TRECHO DO TEXTO >>
A beleza do barulho estava bem localizada ali pelos anos 90.

Já havia uma estrada, é verdade, trilhada há "tempos imemoriais"...

Ela começa com as esquisitices experimentais do Velvet Underground (o suave-rude num só movimento), a gutural distorção dos "proto-punks" (Stooges, MC5...), o ruído lisérgico de Hendrix (sagrado dissonante... [sagrado deus-sonante?]).

Barulho poético, melodias de moto-serra...

O ruído, a distorção, a microfonia aveludada, que ganham nos anos 80 a sua radical aplicação lírica: os escoceses do Jesus & Mary Chain em seu primeiro disco (de 1985... se não me faltam neurônios). Um rock-pop-água-com-açúcar que, de repente, se viu misturado com Baigon. Explode... Conta a lenda que os caras resolveram experimentar uns pedais japoneses e... "Just like honey".

Daí os 90's chegam e trazem sub-espécies como o "noise", o "guitar"... desdobramentos daqueles amplificadores estridentes dos 60's.

Sonic Youth, Yo la Tengo, My Blood Valentine, Pavement...

No Brasil, no Rio, duas bandas despontaram, ali pela primeira metade da década, nos porões do underground: PELVs e Second Come.

DADOS EXIBIDOS >>
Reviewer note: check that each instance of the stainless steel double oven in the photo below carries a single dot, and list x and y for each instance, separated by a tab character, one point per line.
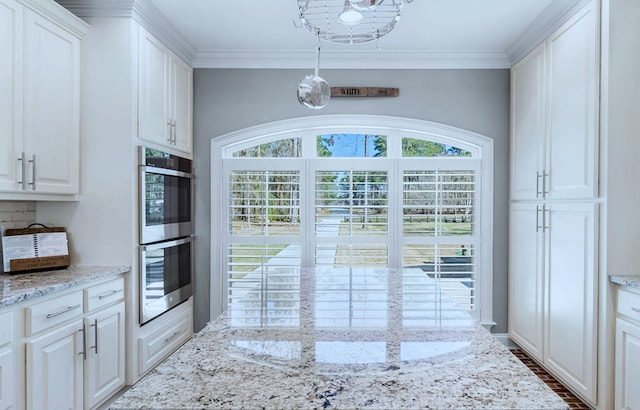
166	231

TAREFA A REALIZAR >> Por favor, diga quais duas bandas do Rio, segundo o trecho do texto, despontaram nos porões do underground na primeira metade da década de 90. A listagem vem de outra fonte, sem relação com o trecho do texto.

RESPOSTA ESPERADA >> PELVs e Second Come.